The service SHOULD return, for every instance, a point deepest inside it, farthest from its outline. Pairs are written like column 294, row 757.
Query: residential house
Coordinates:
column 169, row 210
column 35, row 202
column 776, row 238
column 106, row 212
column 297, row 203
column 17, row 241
────────
■ Task description
Print the listing above again line for line, changing nothing.

■ Expected answer
The service SHOULD return, for every instance, a point deepest inside it, farthest from its outline. Pairs are written like column 294, row 757.
Query: residential house
Coordinates:
column 169, row 210
column 35, row 202
column 776, row 238
column 106, row 212
column 297, row 203
column 17, row 241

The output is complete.